## Reading text
After this proof of the viciousness of the argument commonly employed in maintaining cosmological assertions, both parties may now be justly dismissed, as advancing claims without grounds or title. But the process has not been ended by convincing them that one or both were in the wrong and had maintained an assertion which was without valid grounds of proof. Nothing seems to be clearer than that, if one maintains: "The world has a beginning," and another: "The world has no beginning," one of the two must be right. But it is likewise clear that, if the evidence on both sides is equal, it is impossible to discover on what side the truth lies; and the controversy continues, although the parties have been recommended to peace before the tribunal of reason. There remains, then, no other means of settling the question than to convince the parties, who refute each other with such conclusiveness and ability, that they are disputing about nothing, and that a transcendental illusion has been mocking them with visions of reality where there is none. The mode of adjusting a dispute which cannot be decided upon its own merits, we shall now proceed to lay before our readers.

## Set task
Extend the passage on the cosmological dispute, picking up right after its final sentence. The data that comes next is from an unrelated source.

## Rows
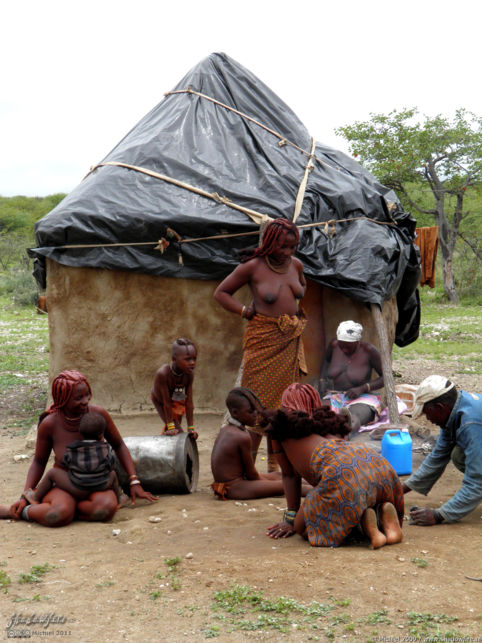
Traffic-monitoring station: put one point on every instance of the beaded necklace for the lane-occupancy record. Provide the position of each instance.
(281, 271)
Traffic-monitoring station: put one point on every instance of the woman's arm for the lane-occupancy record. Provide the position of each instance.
(190, 403)
(43, 448)
(292, 489)
(323, 384)
(301, 275)
(249, 468)
(233, 282)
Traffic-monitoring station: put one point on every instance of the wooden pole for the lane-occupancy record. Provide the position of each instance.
(386, 364)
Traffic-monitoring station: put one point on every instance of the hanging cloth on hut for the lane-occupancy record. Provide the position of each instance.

## Task response
Zeno of Elea, a subtle dialectician, was severely reprimanded by Plato as a sophist, who, merely from the base motive of exhibiting his skill in discussion, maintained and subverted the same proposition by arguments as powerful and convincing on the one side as on the other. He maintained, for example, that God (who was probably nothing more, in his view, than the world) is neither finite nor infinite, neither in motion nor in rest, neither similar nor dissimilar to any other thing. It seemed to those philosophers who criticized his mode of discussion that his purpose was to deny completely both of two self-contradictory propositions- which is absurd. But I cannot believe that there is any justice in this accusation. The first of these propositions I shall presently consider in a more detailed manner. With regard to the others, if by the word of God he understood merely the Universe, his meaning must have been- that it cannot be permanently present in one place- that is, at rest- nor be capable of changing its place- that is, of moving- because all places are in the universe, and the universe itself is, therefore, in no place. Again, if the universe contains in itself everything that exists, it cannot be similar or dissimilar to any other thing, because there is, in fact, no other thing with which it can be compared. If two opposite judgements presuppose a contingent impossible, or arbitrary condition, both- in spite of their opposition (which is, however, not properly or really a contradiction)- fall away; because the condition, which ensured the validity of both, has itself disappeared.
If we say: "Everybody has either a good or a bad smell," we have omitted a third possible judgement- it has no smell at all; and thus both conflicting statements may be false. If we say: "It is either good-smelling or not good-smelling (vel suaveolens vel non-suaveolens)," both judgements are contradictorily opposed; and the contradictory opposite of the former judgement- some bodies are not good-smelling- embraces also those bodies which have no smell at all. In the preceding pair of opposed judgements (per disparata), the contingent condition of the conception of body (smell) attached to both conflicting statements, instead of having been omitted in the latter, which is consequently not the contradictory opposite of the former.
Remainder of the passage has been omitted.